** Begin ITEMS **
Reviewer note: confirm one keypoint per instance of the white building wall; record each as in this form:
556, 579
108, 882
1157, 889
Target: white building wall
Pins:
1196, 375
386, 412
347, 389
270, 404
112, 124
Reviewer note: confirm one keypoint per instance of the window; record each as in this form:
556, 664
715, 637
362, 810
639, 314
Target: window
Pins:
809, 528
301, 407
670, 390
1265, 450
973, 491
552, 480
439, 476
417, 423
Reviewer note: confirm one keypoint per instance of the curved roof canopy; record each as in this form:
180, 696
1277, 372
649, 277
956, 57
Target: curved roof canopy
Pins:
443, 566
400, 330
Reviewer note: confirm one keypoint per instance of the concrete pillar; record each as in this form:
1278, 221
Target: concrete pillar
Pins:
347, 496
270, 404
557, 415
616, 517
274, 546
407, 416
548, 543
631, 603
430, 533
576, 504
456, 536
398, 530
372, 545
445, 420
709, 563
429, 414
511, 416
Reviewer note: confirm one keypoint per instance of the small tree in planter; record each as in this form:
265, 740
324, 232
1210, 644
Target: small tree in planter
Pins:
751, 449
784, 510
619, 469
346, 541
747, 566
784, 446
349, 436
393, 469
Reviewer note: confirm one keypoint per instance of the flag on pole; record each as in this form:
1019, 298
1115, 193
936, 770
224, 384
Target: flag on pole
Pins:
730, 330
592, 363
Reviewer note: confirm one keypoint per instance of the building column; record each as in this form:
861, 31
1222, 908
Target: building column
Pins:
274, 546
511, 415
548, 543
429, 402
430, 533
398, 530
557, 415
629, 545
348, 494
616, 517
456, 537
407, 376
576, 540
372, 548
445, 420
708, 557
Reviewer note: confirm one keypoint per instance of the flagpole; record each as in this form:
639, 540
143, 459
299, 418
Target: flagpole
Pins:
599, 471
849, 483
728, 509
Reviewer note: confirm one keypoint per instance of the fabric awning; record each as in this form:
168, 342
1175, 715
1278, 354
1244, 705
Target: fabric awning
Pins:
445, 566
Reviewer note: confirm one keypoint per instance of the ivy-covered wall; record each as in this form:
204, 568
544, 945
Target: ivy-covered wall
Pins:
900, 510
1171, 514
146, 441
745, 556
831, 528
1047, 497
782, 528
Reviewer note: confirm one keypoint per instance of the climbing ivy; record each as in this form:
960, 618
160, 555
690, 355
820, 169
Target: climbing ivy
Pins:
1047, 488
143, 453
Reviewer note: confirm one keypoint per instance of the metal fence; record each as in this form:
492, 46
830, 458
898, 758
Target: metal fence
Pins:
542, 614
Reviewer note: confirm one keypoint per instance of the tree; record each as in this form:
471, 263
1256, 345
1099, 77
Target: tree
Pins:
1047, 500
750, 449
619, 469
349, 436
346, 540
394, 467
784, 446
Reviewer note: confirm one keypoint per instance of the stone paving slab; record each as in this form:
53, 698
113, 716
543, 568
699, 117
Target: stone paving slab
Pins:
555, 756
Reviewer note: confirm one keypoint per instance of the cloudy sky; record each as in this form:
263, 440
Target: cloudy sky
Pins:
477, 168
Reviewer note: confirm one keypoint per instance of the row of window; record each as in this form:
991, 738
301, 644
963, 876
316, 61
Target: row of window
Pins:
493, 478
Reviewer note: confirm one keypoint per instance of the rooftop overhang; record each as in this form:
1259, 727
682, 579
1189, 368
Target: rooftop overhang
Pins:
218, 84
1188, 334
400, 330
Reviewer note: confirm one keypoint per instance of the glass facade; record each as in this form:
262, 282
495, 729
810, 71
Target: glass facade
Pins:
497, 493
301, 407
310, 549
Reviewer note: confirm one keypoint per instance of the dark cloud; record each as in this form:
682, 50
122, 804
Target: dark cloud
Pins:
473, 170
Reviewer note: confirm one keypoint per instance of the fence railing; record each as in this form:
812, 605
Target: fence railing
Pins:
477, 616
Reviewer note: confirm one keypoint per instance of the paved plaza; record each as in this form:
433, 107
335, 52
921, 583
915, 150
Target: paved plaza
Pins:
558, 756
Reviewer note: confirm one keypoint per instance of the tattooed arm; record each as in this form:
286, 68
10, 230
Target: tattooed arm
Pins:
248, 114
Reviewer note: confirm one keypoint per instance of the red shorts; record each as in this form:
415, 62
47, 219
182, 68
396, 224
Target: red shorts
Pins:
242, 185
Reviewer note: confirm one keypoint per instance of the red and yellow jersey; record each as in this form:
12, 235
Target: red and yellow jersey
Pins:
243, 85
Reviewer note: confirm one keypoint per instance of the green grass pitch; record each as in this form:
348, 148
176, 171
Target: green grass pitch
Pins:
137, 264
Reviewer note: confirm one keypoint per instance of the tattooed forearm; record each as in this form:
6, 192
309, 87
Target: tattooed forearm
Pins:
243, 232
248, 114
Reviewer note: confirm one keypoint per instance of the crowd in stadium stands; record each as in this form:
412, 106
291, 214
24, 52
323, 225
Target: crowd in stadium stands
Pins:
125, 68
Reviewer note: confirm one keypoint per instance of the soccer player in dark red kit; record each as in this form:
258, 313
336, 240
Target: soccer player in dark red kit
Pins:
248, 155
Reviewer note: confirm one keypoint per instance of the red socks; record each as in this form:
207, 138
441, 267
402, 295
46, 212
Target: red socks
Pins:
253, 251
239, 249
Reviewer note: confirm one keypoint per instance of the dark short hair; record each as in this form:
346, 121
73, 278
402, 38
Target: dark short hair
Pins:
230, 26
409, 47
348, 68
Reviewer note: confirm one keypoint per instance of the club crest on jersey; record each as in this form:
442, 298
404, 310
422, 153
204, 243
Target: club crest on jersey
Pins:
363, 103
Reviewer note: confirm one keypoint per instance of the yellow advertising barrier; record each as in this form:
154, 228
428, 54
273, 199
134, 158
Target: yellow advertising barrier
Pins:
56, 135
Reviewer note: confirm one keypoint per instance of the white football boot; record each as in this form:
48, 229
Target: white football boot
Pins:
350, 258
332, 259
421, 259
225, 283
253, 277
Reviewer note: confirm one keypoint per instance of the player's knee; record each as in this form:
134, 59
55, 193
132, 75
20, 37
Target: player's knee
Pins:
** End ITEMS **
PROBLEM TO WORK ON: Please copy all of the data above line for line, without changing a single character.

COMPLETED TASK:
Reviewer note: confirm one keypoint per instance of the white building wall; record each as in this form:
556, 579
108, 882
1157, 889
Target: white building wall
Pins:
1196, 375
386, 412
347, 389
270, 404
112, 124
Reviewer note: confirm one keypoint per instance of the window; record each as in this form:
556, 664
715, 637
362, 810
639, 314
Target: window
Pins:
809, 528
301, 407
670, 390
1265, 450
973, 491
552, 480
439, 476
417, 423
Reviewer note: confirm one keypoint per instance of the curved roof canopy; record each as in this form:
180, 696
1277, 372
649, 277
956, 57
Target: curved roof canopy
Pins:
443, 566
400, 330
Reviewer note: confirm one keypoint per instance of the concrete pillar; record each as in this form:
1278, 221
Target: concrete pillar
Pins:
347, 496
270, 404
557, 415
616, 517
274, 546
407, 416
548, 543
631, 603
430, 533
576, 504
456, 536
398, 530
372, 545
445, 420
709, 563
429, 414
511, 416
Reviewer note: confirm one keypoint per instance of the small tree in planter; record each as in this form:
265, 740
324, 232
1210, 644
Target: small tree in planter
Pins:
751, 449
784, 510
619, 469
346, 541
747, 566
784, 446
349, 436
393, 469
Reviewer note: confirm one keypoint per instance of the flag on pole; record each as in this form:
1019, 298
1115, 193
936, 770
224, 384
Target: flag on pole
Pins:
730, 330
592, 363
Reviewer note: confirm one keypoint per instance of the building column; record each as in this form:
861, 31
1222, 908
Target: building column
Pins:
274, 546
511, 415
548, 543
429, 402
430, 533
398, 530
557, 415
629, 545
348, 494
616, 517
456, 537
407, 376
576, 540
372, 548
445, 420
708, 557
Reviewer note: confirm one keypoint per instance of the flagpole; record each as in this form:
639, 540
143, 459
299, 418
Target: flagpole
Pins:
599, 471
849, 483
728, 509
Reviewer note: confirm one keypoint per instance of the fabric awning; record each as in this form:
168, 342
1175, 715
1278, 354
1244, 705
Target: fabric awning
Pins:
445, 566
Reviewer note: confirm one keypoint per instance of the ivy-covered wall; record each as in this form:
204, 568
544, 945
Target: ivy-covered wall
Pins:
900, 510
1171, 514
146, 441
745, 556
831, 528
1047, 497
782, 528
Reviewer note: confirm one keypoint per instance of the climbing ivy; record each as in this form:
960, 618
160, 555
690, 355
820, 169
Target: climbing ivy
Pins:
1047, 488
143, 453
Reviewer note: confirm one keypoint per instance of the metal fence; record each as in this form:
492, 46
830, 458
898, 758
Target: metal fence
Pins:
542, 614
Reviewer note: confirm one keypoint per instance of the tree; record each as in this form:
471, 263
1256, 345
1099, 77
Target: tree
Pins:
1047, 500
750, 449
619, 469
349, 436
346, 540
394, 467
784, 446
Reviewer note: confirm one keypoint per instance of the stone paving slab; record each as in this form:
53, 698
113, 716
543, 568
699, 117
Target: stone paving slab
Pins:
555, 756
Reviewer note: confirm one keypoint per instance of the cloudy sky; record each as in this form:
263, 440
Target: cloudy sky
Pins:
477, 168
Reviewer note: confirm one keypoint per instance of the row of window; record each as in this form:
991, 738
301, 644
963, 876
316, 61
Target: row of window
Pins:
493, 478
Reviewer note: confirm one keypoint per instance of the rooftop overhang; record each as in this form:
1259, 727
682, 579
1189, 368
Target: rooftop overhang
Pins:
218, 84
1188, 334
400, 330
Reviewer note: confirm one keypoint per instance of the glass facade; record each as in this form:
262, 282
495, 729
810, 71
Target: glass facade
Pins:
497, 493
301, 407
310, 549
Reviewer note: confirm one keypoint per instance of the dark cloud; record each as in this form:
682, 50
122, 804
Target: dark cloud
Pins:
473, 170
Reviewer note: confirm one keypoint per instance of the fence railing; record each as in this form:
812, 605
Target: fence railing
Pins:
477, 616
Reviewer note: confirm one keypoint per instance of the paved plaza; record each as in this form:
433, 107
335, 52
921, 583
915, 150
Target: paved plaza
Pins:
558, 756
Reviewer note: confirm one keypoint per instance of the tattooed arm; record each as in this form:
286, 68
10, 230
Target: tattooed arm
Pins:
248, 114
Reviewer note: confirm one keypoint per instance of the red shorts; record each as in this form:
415, 62
47, 219
182, 68
396, 224
Target: red shorts
Pins:
242, 185
Reviewer note: confirm one keypoint per instance of the red and yellow jersey; record each as in this form:
12, 235
Target: red and yellow jersey
Pins:
243, 85
Reviewer note: confirm one keypoint per instance of the green grass pitch; record each as in this form:
348, 148
176, 171
Target: green grass pitch
Pins:
137, 264
Reviewer note: confirm one keypoint per instance of the tattooed forearm; record each as in this form:
6, 192
309, 87
Target: tattooed forearm
Pins:
243, 232
248, 114
Reviewer note: confirm one keypoint per instance of the crowd in stadium stands; record each as in this form:
412, 106
291, 214
24, 52
323, 225
Target: crowd in stadium stands
Pins:
125, 68
Reviewer note: confirm one keypoint per instance of the soccer player in dark red kit; record each as in this form:
258, 313
336, 240
Target: soccer player in dark red kit
Pins:
248, 155
Reviewer note: confirm one keypoint per instance of the red socks; record each as in this form:
207, 138
441, 267
402, 295
46, 212
Target: red socks
Pins:
253, 251
239, 249
Reviewer note: confirm one keypoint per instance of the dark short hair; record each as in this form:
346, 121
73, 278
402, 38
Target: dark short hair
Pins:
230, 26
409, 47
348, 68
Reviewer note: confirm one keypoint per instance of the club crest on jersey; record each as in this form:
442, 298
404, 310
422, 153
204, 243
Target: club crest on jersey
Pins:
363, 103
Reviewer note: confirm one keypoint per instance of the yellow advertising barrier; record each as in this form:
154, 228
428, 54
273, 199
134, 158
Target: yellow advertising barrier
Pins:
56, 135
Reviewer note: confirm one keypoint per instance of the white football boot; record each as in this form:
48, 229
Target: white football boot
Pins:
350, 258
332, 259
421, 259
225, 283
253, 277
Reviewer note: confirm one keypoint per instance of the player's knee; record each as in this form:
134, 59
55, 193
132, 75
20, 37
Target: player's knee
Pins:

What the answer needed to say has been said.